RECORDS —
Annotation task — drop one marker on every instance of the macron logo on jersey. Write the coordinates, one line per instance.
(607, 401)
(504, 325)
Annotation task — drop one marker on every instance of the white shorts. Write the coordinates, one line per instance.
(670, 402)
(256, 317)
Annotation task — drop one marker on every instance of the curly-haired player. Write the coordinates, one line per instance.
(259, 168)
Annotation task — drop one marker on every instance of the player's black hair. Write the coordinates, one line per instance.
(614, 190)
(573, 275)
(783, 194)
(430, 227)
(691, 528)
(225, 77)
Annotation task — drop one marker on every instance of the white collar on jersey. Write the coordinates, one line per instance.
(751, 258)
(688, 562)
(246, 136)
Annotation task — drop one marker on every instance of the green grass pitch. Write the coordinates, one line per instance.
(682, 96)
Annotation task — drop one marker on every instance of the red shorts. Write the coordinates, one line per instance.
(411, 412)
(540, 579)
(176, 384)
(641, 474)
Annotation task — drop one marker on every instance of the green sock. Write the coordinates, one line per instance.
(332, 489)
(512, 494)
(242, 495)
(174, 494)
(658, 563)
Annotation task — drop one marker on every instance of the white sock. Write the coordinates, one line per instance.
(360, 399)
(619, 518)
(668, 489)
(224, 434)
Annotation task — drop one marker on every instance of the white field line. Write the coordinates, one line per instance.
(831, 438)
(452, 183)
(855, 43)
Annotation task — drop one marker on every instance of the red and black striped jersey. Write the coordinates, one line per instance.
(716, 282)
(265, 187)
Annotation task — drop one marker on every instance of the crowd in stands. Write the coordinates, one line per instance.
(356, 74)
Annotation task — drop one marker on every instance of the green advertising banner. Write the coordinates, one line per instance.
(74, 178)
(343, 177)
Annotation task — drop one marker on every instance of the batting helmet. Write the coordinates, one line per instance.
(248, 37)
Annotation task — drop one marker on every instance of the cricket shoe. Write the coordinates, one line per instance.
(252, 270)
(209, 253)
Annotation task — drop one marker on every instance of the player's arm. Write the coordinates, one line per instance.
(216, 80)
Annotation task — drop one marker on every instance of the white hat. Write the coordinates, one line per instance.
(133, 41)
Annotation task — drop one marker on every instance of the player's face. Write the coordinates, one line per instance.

YOUR OBJECTIVE —
Print every item above again, word for word, without changing anything.

ANSWER —
Annotation task — drop one marker on every instance of the macron logo on jersey. Write the coordinates, one line per instance.
(607, 401)
(504, 325)
Annotation task — drop one marker on every instance of the white shorts. Write the coordinates, one line per instance.
(670, 402)
(256, 317)
Annotation task — drop one marker on every instance of the curly-haired player. Write the coordinates, one line per instance.
(259, 168)
Annotation task — drop one marker on every instance of the player's black hair. Write the coordinates, one line per instance.
(614, 190)
(573, 275)
(783, 194)
(430, 227)
(691, 528)
(225, 77)
Annotation task — drop one marker on every instance of the white collar on jersey. Write the coordinates, one line per instance.
(751, 258)
(688, 562)
(246, 136)
Annotation task — drop one marker on every instance of the green grass pitch. Write the coordinates, one line per instance.
(682, 96)
Annotation task — drop one marker on every instance of the red shorts. Write the coordinates, one line per instance.
(411, 412)
(540, 579)
(176, 384)
(641, 474)
Annotation task — drop one marker on every instance of the green sock. Write the coordinates, one line per instance.
(332, 489)
(512, 494)
(242, 495)
(174, 494)
(658, 563)
Annotation task — drop one marker on every instance of the white sock. Write the coordinates, one line per instance.
(360, 399)
(619, 518)
(668, 489)
(224, 434)
Annotation task — drop one marker on every instance of the white field line. Write the coordinates, one line per instance.
(831, 438)
(452, 183)
(855, 43)
Annotation task — drop one marker on every instance of the red and black striped jersey. Write the coordinates, one line per instance.
(716, 282)
(265, 187)
Annotation task — drop one marker on every instance of the crowd in stands. Write the coordinates, one line per instance.
(356, 74)
Annotation task — drop one marker on every instance of the green advertising banner. Write the coordinates, one line per instance.
(74, 178)
(343, 177)
Annotation task — drop one marker on every instance of the batting helmet. Write the coordinates, one line per instance.
(248, 37)
Annotation task — drop one marker on every instance of the cricket shoe. Write the coordinates, one line per instance.
(252, 270)
(209, 253)
Annotation task — drop one marker on every instance of the player's arm. Write the coordinates, one line per instance.
(216, 80)
Annotation task — drop one marker on every instance of the white hat. Write the coordinates, one line per instance.
(133, 41)
Annotation task — drop one marker on every instance of the player's face. Write the coordinates, one line per instance.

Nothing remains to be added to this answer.